Which lines in the entries below contain the string "head", with case mattering? Pull out each of those lines.

Outlines of image regions
= = = =

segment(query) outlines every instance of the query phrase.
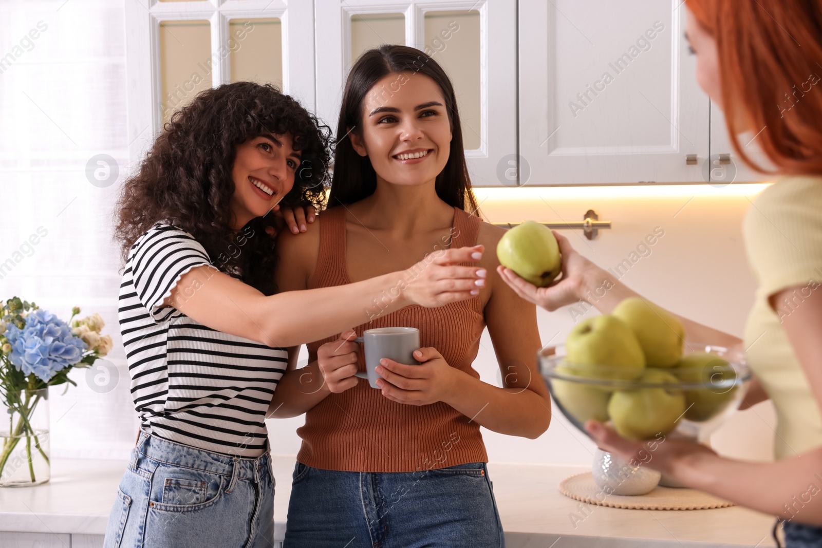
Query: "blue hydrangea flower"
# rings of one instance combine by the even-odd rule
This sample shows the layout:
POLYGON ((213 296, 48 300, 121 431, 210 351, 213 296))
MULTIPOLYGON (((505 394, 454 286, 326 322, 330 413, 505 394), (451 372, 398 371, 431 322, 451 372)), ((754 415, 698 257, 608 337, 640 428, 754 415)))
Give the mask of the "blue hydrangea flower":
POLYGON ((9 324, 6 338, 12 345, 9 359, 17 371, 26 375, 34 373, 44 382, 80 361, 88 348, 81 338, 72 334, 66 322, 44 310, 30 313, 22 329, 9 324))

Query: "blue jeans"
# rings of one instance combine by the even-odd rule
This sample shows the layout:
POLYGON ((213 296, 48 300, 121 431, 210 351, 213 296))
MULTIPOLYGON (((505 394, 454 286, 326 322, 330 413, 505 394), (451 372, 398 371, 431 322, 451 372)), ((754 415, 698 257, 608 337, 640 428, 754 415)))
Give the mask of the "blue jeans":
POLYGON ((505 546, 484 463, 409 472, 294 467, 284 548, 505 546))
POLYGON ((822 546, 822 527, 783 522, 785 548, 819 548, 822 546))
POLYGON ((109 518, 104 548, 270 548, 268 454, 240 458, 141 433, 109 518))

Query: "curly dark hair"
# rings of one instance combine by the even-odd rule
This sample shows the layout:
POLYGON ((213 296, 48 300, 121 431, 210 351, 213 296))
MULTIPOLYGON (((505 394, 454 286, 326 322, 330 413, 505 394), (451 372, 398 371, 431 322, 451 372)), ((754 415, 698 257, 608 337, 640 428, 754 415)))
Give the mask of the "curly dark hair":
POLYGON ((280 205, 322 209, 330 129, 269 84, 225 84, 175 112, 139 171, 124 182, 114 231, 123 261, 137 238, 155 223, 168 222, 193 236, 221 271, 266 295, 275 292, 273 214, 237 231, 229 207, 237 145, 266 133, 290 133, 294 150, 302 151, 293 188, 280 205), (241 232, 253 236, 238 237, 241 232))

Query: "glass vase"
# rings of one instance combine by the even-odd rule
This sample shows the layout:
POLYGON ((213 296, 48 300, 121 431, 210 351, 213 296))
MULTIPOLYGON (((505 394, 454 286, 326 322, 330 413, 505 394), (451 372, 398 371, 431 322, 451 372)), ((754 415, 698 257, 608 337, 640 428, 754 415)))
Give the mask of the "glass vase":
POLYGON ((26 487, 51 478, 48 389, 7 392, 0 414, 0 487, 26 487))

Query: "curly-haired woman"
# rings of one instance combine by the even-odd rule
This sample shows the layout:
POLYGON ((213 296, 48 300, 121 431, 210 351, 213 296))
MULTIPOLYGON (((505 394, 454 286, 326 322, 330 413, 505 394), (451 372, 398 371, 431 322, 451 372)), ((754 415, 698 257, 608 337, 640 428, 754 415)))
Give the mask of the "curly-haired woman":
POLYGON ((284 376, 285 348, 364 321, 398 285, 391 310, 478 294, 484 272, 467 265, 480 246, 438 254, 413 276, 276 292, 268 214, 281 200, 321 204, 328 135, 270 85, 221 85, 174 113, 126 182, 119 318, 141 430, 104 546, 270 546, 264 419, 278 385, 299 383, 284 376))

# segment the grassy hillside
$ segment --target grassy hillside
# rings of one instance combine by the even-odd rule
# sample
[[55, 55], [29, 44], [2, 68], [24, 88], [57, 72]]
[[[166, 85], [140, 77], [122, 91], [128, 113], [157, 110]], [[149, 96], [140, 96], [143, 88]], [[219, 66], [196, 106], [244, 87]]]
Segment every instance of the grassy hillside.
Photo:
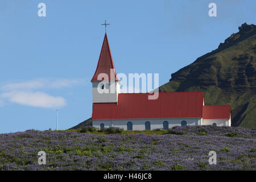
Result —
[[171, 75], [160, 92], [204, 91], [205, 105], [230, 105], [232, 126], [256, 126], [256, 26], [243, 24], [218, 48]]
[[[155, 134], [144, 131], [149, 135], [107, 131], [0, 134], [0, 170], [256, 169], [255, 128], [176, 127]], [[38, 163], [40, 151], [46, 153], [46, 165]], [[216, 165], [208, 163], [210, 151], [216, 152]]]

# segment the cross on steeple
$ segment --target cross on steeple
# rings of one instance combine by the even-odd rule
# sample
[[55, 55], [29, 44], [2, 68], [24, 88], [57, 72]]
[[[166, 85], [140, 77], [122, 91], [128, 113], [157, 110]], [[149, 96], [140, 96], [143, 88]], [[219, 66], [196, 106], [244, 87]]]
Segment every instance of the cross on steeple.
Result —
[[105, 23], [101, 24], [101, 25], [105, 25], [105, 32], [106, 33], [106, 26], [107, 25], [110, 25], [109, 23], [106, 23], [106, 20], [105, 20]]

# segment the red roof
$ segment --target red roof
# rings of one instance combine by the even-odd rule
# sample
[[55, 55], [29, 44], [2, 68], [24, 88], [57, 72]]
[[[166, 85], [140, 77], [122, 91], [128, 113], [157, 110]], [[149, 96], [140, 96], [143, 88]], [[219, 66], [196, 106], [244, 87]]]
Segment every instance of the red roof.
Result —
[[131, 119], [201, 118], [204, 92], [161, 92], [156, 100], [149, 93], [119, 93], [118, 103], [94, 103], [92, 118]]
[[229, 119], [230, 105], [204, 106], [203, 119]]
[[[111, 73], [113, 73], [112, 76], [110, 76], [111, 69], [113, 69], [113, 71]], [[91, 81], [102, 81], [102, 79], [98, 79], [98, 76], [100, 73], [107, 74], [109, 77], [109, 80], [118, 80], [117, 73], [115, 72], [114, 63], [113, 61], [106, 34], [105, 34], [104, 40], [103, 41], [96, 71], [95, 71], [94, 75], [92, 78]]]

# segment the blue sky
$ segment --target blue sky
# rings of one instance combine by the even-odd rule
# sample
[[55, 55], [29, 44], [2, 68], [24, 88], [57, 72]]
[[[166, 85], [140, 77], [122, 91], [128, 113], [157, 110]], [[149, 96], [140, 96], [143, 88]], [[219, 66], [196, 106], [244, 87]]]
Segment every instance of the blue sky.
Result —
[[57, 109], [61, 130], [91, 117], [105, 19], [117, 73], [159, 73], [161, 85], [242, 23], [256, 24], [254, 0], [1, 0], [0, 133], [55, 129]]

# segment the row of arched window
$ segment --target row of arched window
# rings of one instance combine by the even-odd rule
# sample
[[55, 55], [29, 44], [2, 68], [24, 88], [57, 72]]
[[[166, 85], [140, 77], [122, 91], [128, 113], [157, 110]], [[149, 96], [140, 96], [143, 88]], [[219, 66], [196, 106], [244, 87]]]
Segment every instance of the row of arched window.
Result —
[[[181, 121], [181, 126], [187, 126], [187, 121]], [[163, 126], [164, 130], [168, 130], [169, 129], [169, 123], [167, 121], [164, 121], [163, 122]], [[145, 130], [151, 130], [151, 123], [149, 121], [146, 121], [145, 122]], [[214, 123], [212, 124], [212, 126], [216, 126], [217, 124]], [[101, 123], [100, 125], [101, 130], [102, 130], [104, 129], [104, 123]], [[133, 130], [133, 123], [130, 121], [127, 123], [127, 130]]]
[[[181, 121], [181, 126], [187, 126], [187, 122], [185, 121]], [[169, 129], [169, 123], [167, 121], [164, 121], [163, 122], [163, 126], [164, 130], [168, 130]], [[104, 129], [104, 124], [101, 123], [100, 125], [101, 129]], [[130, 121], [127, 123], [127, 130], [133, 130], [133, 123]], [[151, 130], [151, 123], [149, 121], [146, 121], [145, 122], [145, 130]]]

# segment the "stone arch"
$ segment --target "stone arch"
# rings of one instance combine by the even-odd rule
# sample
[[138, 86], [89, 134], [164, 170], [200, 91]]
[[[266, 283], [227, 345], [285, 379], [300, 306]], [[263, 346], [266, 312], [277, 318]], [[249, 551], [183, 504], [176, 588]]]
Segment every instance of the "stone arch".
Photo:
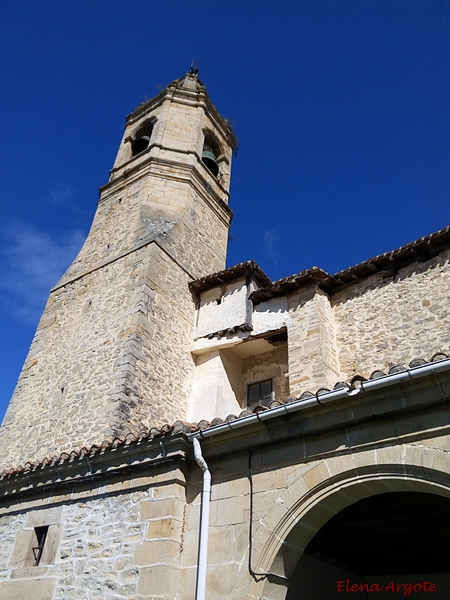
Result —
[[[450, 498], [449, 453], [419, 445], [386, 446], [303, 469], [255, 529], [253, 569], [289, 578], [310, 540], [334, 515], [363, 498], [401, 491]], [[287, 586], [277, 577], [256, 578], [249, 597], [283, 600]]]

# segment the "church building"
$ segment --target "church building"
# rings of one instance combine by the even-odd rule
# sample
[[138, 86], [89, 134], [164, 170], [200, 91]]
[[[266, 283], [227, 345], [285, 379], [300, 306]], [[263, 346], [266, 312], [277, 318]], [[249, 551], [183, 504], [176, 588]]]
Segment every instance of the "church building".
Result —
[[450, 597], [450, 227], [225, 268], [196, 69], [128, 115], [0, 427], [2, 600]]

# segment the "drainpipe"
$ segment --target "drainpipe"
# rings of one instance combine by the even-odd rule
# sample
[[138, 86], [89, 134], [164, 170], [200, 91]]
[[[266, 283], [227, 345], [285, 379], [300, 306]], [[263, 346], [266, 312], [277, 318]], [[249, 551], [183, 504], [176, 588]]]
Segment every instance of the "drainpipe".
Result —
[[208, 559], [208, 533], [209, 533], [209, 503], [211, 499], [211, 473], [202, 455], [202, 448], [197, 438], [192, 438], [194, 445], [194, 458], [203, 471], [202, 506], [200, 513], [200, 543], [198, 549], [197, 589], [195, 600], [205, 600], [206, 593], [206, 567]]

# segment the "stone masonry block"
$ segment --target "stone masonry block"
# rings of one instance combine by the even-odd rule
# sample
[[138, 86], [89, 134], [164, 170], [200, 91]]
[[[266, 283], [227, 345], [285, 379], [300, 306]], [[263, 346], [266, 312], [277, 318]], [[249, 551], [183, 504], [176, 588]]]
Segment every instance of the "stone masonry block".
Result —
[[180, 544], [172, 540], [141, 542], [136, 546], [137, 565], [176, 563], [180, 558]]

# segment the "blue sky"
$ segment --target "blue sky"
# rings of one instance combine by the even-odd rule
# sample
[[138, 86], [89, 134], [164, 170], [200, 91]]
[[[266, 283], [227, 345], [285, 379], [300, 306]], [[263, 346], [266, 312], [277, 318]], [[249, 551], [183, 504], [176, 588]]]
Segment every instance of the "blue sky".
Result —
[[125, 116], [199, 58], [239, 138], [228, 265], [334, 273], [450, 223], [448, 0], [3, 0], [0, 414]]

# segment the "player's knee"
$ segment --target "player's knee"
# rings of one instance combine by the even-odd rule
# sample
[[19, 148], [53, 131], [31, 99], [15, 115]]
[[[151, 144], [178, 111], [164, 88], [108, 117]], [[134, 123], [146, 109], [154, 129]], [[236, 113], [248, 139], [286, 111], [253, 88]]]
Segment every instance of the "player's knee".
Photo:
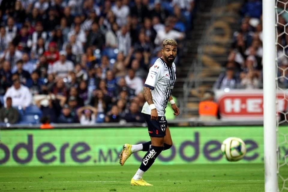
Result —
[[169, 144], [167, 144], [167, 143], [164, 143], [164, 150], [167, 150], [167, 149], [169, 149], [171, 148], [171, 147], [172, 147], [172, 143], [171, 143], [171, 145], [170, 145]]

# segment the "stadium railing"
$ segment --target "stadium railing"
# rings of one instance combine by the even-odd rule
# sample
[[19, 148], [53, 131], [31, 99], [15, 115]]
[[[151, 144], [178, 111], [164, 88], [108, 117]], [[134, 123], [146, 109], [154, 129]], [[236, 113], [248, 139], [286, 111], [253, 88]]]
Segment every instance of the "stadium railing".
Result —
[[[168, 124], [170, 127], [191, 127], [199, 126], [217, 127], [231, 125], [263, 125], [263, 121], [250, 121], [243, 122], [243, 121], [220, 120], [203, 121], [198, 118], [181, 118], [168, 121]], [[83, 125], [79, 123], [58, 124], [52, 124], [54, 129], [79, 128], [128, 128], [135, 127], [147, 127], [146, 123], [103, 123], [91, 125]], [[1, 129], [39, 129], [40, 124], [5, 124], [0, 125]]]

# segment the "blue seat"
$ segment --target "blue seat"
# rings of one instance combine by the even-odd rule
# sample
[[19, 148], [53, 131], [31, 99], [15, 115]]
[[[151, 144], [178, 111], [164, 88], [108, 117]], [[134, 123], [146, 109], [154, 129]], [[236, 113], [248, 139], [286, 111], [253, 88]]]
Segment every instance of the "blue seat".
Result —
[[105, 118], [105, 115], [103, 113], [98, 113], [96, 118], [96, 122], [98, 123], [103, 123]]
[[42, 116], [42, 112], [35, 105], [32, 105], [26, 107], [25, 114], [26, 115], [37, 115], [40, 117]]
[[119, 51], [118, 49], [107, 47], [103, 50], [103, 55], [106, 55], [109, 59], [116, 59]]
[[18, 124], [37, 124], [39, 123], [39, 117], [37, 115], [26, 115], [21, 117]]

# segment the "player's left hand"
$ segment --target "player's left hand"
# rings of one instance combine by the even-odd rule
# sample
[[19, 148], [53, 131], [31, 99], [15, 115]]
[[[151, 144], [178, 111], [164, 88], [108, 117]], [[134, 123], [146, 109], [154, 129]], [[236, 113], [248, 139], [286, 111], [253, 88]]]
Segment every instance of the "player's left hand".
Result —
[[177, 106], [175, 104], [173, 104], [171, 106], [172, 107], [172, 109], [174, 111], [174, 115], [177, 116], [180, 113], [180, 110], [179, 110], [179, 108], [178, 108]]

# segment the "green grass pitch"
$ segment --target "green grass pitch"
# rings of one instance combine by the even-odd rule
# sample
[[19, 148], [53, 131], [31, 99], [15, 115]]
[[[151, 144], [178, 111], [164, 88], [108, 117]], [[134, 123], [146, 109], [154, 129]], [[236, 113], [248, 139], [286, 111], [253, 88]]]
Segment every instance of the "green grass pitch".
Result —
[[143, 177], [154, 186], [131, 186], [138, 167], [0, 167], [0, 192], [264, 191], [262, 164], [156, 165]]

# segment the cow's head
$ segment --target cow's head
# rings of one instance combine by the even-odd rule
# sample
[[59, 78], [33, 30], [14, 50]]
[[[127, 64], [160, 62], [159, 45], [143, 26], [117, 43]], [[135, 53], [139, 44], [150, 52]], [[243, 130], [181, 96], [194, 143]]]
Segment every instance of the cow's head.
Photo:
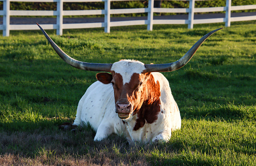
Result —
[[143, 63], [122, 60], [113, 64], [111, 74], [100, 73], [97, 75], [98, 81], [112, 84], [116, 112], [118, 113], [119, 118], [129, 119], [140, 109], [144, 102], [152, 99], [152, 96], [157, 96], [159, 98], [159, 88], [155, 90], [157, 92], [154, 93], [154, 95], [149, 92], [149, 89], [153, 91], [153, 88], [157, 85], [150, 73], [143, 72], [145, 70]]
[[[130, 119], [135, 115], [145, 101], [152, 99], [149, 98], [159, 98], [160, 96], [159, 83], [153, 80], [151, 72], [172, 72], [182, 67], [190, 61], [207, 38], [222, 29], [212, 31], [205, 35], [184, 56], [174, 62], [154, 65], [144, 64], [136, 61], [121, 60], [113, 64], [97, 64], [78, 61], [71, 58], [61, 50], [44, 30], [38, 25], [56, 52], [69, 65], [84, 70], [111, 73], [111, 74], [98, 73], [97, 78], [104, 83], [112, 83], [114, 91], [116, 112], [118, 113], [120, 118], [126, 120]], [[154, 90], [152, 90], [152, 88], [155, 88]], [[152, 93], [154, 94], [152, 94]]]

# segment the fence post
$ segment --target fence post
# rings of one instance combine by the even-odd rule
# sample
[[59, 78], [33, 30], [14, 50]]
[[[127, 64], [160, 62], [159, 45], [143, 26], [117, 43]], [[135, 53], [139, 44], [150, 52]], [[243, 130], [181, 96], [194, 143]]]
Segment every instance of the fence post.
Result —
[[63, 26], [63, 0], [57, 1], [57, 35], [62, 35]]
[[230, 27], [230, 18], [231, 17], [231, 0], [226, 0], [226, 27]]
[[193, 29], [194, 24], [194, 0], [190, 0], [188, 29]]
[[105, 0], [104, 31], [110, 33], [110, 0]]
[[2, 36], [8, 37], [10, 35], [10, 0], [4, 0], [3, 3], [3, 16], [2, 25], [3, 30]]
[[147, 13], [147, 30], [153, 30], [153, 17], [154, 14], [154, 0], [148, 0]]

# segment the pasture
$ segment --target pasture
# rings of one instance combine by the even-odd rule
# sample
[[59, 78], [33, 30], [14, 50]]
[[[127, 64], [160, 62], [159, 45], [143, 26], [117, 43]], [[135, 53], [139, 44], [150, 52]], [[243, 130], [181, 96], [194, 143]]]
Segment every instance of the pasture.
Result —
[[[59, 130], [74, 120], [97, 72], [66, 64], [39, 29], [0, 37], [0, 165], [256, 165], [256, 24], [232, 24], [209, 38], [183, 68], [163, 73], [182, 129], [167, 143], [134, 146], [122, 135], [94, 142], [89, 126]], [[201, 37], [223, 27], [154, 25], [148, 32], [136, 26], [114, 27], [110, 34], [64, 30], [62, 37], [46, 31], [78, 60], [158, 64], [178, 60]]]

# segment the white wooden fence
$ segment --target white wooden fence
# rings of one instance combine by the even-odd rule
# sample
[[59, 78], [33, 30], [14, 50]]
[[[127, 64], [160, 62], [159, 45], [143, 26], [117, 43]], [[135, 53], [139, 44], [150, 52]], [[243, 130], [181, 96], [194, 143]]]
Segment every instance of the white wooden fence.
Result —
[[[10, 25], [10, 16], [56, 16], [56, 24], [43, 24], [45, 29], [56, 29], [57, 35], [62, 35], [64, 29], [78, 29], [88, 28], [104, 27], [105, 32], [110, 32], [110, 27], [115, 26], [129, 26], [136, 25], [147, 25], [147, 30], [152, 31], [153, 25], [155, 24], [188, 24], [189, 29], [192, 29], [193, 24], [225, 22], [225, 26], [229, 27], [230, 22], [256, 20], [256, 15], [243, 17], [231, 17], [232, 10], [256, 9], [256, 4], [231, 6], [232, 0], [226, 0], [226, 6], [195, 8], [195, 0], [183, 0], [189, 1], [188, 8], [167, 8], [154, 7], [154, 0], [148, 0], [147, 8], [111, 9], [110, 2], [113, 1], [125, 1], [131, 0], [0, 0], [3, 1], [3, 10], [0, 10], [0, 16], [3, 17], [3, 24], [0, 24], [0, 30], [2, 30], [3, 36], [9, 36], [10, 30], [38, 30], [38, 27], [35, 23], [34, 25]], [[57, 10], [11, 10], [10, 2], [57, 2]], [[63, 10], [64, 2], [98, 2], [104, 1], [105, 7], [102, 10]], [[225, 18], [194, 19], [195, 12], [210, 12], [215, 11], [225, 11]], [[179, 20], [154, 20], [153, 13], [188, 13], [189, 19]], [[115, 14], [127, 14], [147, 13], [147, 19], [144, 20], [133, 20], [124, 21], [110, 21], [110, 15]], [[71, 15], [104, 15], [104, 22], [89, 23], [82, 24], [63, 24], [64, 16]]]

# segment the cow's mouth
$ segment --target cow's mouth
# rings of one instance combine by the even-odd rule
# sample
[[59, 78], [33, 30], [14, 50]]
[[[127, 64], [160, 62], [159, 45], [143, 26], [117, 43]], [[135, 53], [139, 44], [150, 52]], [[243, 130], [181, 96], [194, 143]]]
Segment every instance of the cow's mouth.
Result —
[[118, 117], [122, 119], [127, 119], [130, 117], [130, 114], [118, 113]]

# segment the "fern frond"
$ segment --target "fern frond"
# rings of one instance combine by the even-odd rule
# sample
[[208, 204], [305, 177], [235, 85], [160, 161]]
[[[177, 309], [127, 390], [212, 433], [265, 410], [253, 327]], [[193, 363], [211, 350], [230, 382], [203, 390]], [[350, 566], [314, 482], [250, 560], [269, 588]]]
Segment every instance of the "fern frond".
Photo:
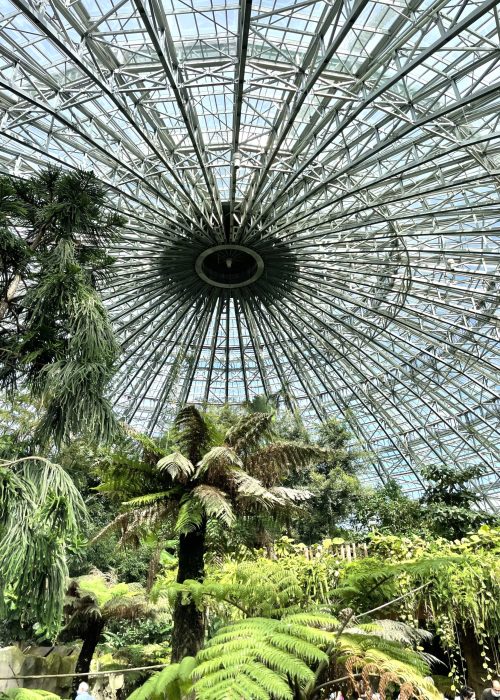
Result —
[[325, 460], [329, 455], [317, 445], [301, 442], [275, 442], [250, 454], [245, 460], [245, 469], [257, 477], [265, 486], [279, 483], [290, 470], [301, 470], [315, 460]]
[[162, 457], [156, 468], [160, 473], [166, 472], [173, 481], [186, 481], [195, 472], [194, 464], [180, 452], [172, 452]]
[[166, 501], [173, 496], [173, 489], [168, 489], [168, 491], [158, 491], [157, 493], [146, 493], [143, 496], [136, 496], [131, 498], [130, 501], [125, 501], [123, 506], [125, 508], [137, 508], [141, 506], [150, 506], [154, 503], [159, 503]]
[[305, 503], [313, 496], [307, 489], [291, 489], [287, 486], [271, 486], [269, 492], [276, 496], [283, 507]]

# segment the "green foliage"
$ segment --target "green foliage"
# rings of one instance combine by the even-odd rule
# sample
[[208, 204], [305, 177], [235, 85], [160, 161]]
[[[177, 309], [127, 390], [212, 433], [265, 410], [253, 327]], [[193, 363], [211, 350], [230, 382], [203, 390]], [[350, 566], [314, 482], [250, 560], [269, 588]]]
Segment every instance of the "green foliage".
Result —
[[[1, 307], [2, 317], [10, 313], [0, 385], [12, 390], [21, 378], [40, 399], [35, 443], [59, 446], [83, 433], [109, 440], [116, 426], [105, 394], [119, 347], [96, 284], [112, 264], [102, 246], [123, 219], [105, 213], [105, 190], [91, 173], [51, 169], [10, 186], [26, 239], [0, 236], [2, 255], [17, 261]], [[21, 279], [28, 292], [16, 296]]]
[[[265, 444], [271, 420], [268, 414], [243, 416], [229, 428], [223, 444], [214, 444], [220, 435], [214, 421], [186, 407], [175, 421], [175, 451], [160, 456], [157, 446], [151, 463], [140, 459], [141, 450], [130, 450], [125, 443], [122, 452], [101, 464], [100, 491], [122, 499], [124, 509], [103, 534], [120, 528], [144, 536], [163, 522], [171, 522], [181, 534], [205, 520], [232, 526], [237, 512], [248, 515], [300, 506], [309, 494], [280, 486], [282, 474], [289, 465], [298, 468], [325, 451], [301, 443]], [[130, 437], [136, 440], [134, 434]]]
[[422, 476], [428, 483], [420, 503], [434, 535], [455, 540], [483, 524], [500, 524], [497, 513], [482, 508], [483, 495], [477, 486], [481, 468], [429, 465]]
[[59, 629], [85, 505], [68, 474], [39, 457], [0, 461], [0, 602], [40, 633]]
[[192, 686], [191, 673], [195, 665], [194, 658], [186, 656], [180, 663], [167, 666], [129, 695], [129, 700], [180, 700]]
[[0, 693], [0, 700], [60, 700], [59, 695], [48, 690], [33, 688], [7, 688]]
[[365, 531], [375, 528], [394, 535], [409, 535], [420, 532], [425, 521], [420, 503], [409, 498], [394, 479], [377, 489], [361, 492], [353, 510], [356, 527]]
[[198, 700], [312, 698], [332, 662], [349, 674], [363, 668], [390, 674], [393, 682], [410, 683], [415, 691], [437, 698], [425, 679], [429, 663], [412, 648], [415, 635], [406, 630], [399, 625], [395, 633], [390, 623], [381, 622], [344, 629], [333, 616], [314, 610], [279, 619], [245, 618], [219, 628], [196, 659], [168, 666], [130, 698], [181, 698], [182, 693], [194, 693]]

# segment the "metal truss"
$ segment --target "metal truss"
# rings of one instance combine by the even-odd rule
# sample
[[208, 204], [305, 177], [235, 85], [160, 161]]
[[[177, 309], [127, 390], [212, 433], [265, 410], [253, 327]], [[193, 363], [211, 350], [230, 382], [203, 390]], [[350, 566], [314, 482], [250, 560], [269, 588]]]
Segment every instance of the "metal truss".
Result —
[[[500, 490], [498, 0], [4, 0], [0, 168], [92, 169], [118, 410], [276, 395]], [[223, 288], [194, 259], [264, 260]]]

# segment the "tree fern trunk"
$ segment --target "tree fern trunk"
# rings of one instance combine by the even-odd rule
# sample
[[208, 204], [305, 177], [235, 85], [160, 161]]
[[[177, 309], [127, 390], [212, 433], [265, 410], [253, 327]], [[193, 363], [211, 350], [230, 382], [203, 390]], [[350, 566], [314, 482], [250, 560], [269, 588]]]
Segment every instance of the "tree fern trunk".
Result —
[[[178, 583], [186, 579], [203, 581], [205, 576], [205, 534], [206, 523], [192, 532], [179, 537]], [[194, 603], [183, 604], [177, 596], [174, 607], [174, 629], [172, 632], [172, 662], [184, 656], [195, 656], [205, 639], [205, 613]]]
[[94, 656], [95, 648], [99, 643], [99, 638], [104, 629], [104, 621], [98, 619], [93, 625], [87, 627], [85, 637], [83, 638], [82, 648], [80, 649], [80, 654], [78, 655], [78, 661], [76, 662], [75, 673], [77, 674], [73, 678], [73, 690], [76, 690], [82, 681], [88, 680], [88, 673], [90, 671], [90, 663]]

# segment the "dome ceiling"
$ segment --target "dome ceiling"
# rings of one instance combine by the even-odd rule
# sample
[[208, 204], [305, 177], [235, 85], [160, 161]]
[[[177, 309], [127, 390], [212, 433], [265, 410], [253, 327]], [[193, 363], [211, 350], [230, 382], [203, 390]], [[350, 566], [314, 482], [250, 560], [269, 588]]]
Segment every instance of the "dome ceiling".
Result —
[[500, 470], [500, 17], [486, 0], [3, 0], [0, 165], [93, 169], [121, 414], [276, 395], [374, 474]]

= = = =

→ **Exercise result**
# segment the cow's head
$ segment --target cow's head
Segment every instance of the cow's head.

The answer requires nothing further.